» **What is expected**:
All entries must come back exactly as given, with no pictures in the copy.

» **Supplied records**:
+---+

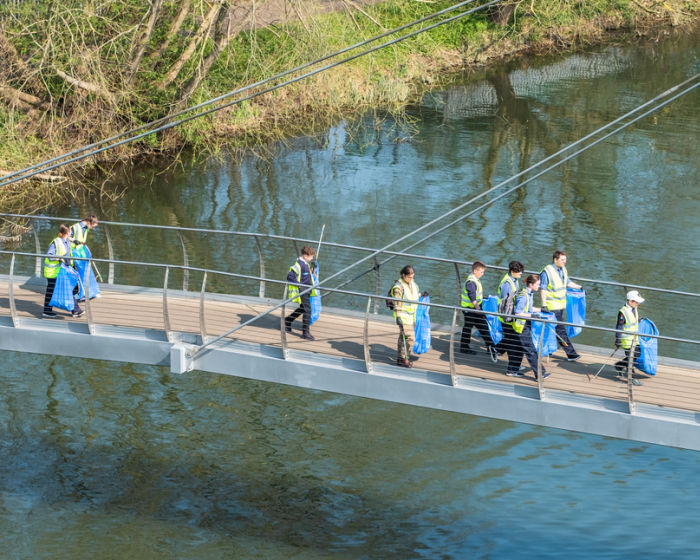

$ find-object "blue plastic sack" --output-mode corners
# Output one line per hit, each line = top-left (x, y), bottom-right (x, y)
(310, 265), (321, 326)
(635, 318), (658, 376)
(49, 265), (80, 311)
(75, 245), (100, 300)
(482, 296), (503, 346)
(566, 288), (586, 338)
(412, 294), (431, 354)
(531, 311), (558, 356)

+---+

» **Problem solution**:
$ find-object "blue plastic sack" --output-mode corners
# Output one line per hit, each line = top-left (x, y), bottom-right (x, y)
(310, 265), (321, 326)
(635, 318), (658, 376)
(49, 265), (80, 311)
(75, 245), (100, 300)
(482, 296), (503, 346)
(566, 288), (586, 338)
(412, 294), (431, 354)
(531, 311), (558, 356)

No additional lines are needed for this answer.